SOURCE TEXT:
----

It was just a sleepy little group on Facebook called, “You know you’re from Belleville, N.J., if you.” Over the years, there has been some minor interest as several hundred folks joined and then forgot about the little Facebook group.
But on Monday, when we needed to decide whether to upgrade or abandon the group, is when things took a surreal turn. We figured that although the activity has been minimal, it’s still a great place to stop in and reminisce about Belleville. And there was never any noticeable animosity that you sometimes find on anonymous public forums.
So, we went and upgraded the group. Frankly, we didn’t exactly know what that meant but figured, well, how bad can it be, you know?
Before you could say the high school is sinking in the bog, the group’s member rolls started rolling from the Valley to the Hill and everybody settled around Silver Lake and let their memories flood good old SoHo. (Is that ‘too Belleville’?)

----

SOURCE DATA:

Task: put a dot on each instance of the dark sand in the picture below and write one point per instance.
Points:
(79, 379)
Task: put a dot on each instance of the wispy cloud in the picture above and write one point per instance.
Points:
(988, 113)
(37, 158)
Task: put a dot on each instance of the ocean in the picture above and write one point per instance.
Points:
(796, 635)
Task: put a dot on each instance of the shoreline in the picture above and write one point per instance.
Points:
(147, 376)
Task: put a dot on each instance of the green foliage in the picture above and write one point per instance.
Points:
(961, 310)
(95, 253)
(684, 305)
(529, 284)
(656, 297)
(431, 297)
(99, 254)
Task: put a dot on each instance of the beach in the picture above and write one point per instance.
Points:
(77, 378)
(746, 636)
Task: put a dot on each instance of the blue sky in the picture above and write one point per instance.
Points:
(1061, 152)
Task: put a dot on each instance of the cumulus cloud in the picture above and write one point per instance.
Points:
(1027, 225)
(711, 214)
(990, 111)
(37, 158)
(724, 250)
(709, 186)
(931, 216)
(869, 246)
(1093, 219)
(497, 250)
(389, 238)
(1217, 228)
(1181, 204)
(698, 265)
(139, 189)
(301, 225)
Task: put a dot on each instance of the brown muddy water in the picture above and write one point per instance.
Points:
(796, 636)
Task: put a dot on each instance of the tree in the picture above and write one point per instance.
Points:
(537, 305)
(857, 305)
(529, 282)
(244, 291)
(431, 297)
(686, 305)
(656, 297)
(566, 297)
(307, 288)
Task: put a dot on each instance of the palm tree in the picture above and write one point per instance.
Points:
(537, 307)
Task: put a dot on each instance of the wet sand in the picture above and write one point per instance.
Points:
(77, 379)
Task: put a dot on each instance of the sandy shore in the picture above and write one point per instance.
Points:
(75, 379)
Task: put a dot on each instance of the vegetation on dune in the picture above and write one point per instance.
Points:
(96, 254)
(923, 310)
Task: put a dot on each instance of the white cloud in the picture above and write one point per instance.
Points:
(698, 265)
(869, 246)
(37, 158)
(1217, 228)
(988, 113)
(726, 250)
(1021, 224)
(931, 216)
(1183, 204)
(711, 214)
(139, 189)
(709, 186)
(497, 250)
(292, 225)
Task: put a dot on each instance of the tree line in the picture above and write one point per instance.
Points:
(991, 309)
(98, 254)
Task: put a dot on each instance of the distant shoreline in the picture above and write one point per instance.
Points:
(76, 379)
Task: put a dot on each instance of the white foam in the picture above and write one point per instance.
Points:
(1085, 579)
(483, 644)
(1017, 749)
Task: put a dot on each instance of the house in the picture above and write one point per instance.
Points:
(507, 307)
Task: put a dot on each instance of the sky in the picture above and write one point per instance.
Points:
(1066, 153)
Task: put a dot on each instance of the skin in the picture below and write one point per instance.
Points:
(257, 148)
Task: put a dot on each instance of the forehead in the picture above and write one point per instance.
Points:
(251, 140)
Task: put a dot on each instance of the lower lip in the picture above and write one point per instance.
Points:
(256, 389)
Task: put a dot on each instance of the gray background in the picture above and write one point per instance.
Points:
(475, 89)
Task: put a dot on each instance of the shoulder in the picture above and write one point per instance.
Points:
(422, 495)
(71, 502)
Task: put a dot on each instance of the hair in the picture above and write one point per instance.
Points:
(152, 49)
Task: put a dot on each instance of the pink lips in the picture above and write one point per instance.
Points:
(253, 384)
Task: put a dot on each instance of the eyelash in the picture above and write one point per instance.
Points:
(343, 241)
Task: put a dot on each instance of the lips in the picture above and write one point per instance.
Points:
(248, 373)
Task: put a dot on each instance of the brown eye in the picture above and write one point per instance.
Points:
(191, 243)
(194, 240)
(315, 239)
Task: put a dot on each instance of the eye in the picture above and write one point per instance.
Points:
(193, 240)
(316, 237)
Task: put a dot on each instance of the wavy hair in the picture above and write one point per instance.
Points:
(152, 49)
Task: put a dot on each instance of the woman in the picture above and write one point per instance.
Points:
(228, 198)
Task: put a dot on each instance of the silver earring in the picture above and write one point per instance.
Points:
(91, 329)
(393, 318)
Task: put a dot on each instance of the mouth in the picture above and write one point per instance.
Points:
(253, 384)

----

TASK TO CARRY OUT:
In the text about the Belleville Facebook group, what did the group's owners decide to do with it on Monday? You won't need the lines for this.

ANSWER FOR THE TASK:
They upgraded the group.